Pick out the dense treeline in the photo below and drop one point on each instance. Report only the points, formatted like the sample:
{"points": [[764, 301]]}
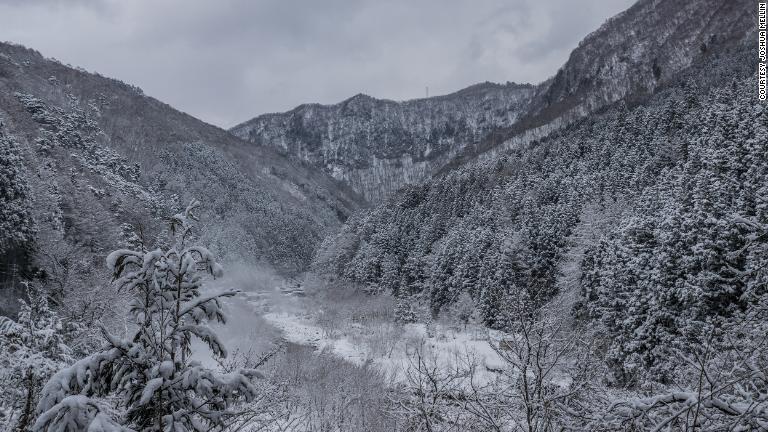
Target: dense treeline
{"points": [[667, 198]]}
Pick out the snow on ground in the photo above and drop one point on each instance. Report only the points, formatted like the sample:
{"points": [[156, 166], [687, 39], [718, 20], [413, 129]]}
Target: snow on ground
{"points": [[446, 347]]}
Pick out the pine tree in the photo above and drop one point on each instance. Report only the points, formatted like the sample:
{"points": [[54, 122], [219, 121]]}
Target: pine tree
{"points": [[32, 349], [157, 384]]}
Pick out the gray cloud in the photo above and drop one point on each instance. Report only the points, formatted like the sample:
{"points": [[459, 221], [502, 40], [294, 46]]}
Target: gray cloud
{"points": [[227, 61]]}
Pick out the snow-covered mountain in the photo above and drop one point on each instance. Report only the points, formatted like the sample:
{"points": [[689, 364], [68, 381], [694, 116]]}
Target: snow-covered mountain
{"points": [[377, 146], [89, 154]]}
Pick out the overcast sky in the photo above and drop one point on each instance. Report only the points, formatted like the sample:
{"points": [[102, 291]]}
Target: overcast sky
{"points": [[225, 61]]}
####################
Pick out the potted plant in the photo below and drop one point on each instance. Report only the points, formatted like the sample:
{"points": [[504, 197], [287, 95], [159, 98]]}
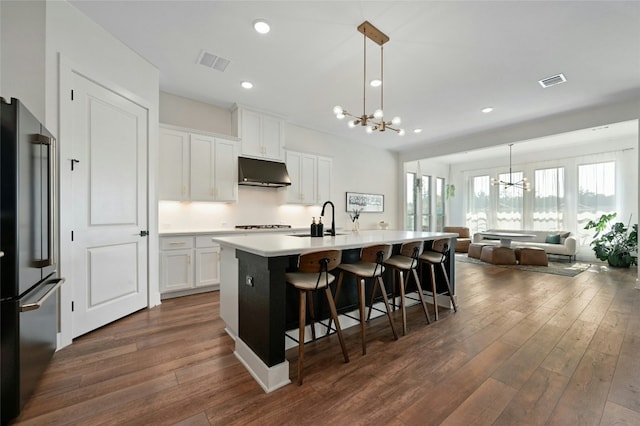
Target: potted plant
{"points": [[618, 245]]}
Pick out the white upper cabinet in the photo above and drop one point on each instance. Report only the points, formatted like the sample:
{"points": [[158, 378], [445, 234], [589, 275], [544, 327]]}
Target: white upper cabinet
####################
Given exercise => Locate all lines in the data above that contain the word "each", and copy those lines out in full.

Solution to the problem =>
Pick out the dense treeline in the photo below and drop one point on each instance. Report only the points, formatted like the sample:
Pick out the snow on ground in the photo above and drop one point on each instance. Report only the points, formatted like the sample:
Pick out the pine tree in the photo above and drop one point on each instance. Report only the points, formatted like the sample:
Pick out the gray cloud in the photo above and drop one point on each instance. Report only the points, formatted like the sample:
Pick out the snow-covered mountain in the photo above and drop one point on each instance. Report only the points, formatted like the sample:
Pick out the overcast sky in the photo above and drop one point on each instance. Report only the points, formatted like the sample:
Pick out the potted plant in the photo below and drop one point on each instance. Report only the points, formatted like the sample:
Pick out the white upper cabinet in the photo above and drop one point on each instance. Report only the points, formatted like the sample:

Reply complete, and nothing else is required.